*Task requirements*:
Each line below should be restated word for word.

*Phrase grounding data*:
+ + +

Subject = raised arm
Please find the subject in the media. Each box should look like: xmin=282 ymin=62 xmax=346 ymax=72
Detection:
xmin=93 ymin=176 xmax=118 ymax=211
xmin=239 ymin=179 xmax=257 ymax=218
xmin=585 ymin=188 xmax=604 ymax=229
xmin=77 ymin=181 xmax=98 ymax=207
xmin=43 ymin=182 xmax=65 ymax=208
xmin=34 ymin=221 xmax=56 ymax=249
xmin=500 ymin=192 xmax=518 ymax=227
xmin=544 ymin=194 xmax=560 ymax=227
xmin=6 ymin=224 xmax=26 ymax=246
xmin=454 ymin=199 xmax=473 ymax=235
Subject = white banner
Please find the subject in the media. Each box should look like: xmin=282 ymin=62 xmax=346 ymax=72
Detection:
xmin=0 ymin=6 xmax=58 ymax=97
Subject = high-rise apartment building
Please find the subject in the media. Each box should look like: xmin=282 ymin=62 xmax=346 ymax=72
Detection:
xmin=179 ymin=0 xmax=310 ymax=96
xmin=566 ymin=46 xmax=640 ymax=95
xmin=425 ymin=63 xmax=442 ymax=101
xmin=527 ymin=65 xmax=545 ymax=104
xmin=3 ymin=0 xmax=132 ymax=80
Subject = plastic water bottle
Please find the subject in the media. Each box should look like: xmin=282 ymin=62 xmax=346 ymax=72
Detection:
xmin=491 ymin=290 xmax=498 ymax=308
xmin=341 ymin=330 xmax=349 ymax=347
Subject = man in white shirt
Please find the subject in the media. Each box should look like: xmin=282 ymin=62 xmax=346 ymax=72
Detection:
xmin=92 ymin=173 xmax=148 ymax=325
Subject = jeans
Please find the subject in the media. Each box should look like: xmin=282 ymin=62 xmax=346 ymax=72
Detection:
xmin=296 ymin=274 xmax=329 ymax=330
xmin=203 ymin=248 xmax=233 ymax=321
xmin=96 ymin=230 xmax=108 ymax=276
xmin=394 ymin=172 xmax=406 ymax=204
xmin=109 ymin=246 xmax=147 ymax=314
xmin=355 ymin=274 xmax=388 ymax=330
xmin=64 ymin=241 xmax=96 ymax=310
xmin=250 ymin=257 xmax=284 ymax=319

+ + +

*Solution for this task*:
Subject = raised arm
Please find the subject in the media. Each box should look like: xmin=282 ymin=62 xmax=346 ymax=72
Detection:
xmin=93 ymin=176 xmax=118 ymax=211
xmin=239 ymin=179 xmax=257 ymax=218
xmin=585 ymin=188 xmax=604 ymax=229
xmin=77 ymin=181 xmax=98 ymax=207
xmin=43 ymin=182 xmax=65 ymax=208
xmin=34 ymin=221 xmax=56 ymax=249
xmin=500 ymin=192 xmax=518 ymax=227
xmin=544 ymin=194 xmax=560 ymax=227
xmin=6 ymin=224 xmax=26 ymax=246
xmin=454 ymin=199 xmax=473 ymax=235
Subject = white banner
Please find the subject in the media. Each box should look like: xmin=282 ymin=62 xmax=346 ymax=72
Detection:
xmin=0 ymin=6 xmax=58 ymax=97
Subject = high-rise apartment building
Please find the subject in the media. Each box should look like: xmin=282 ymin=62 xmax=346 ymax=72
Detection:
xmin=179 ymin=0 xmax=310 ymax=96
xmin=566 ymin=46 xmax=640 ymax=95
xmin=425 ymin=63 xmax=442 ymax=101
xmin=527 ymin=65 xmax=545 ymax=104
xmin=3 ymin=0 xmax=132 ymax=80
Subject = plastic water bottle
Please find the subject in the media. Each box should look like: xmin=282 ymin=62 xmax=346 ymax=72
Detection:
xmin=491 ymin=290 xmax=498 ymax=308
xmin=341 ymin=330 xmax=349 ymax=347
Subject = man in white shirt
Please find the subject in the media. Each box should look like: xmin=282 ymin=62 xmax=346 ymax=72
Detection:
xmin=92 ymin=173 xmax=148 ymax=325
Subject = jeans
Please find the subject in the media. Each box should look like: xmin=282 ymin=62 xmax=346 ymax=72
Detection:
xmin=296 ymin=274 xmax=329 ymax=330
xmin=203 ymin=248 xmax=233 ymax=321
xmin=96 ymin=230 xmax=108 ymax=276
xmin=394 ymin=172 xmax=406 ymax=204
xmin=109 ymin=246 xmax=147 ymax=314
xmin=355 ymin=274 xmax=388 ymax=330
xmin=64 ymin=241 xmax=96 ymax=310
xmin=250 ymin=257 xmax=284 ymax=319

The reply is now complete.